A DFSR Alternative: Fast & resilient P2P replication with Connect

DFSR, or distributed files system replication, is a feature of Windows Server for replicating files across several servers. Microsoft introduced this feature in Windows NT4.0 as an add-on, and it became a standard feature in Windows 2000 server and on.

Basically, it was an attempt by a Microsoft to solve the complex problem of distributing files so teams across several offices could collaborate effectively. Nowadays, it’s a much easier problem to solve, with the advent of the public cloud. Instead of sharing files between offices, people work directly with the cloud. However, the cloud doesn’t solve all the issues in collaboration and you might still need to build a system where several servers need to be synchronized across different offices. Let’s see if the DFSR as a technology for 2000 is an adequate response to these needs.

First, let’s see why you might need to synchronize servers directly. One of the reason might be that you have big files and would require significant time to upload to the cloud. The second case might be that due to a variety of reasons you can’t upload files to the cloud. It might be security concerns, company or government policy etc. Third and most popular reasons that we see is that moving files or synchronizing servers is just a part of your workflow. You are building a business process that is more complex than just uploading and downloading files to the cloud.

SOURCE MATERIAL:
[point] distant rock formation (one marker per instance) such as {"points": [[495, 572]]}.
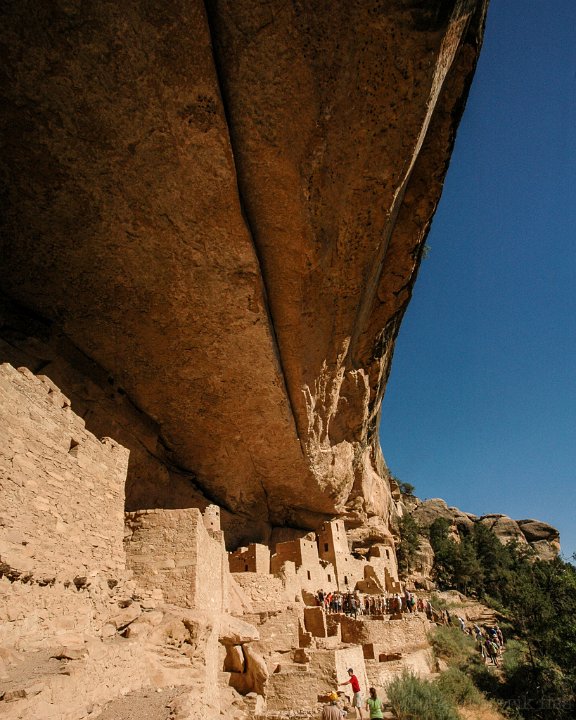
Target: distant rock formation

THE TASK: Edit the DFSR text from the words "DFSR, or distributed" through "server and on.", replacing "add-on" with "optional extension".

EXERCISE OUTPUT:
DFSR, or distributed files system replication, is a feature of Windows Server for replicating files across several servers. Microsoft introduced this feature in Windows NT4.0 as an optional extension, and it became a standard feature in Windows 2000 server and on.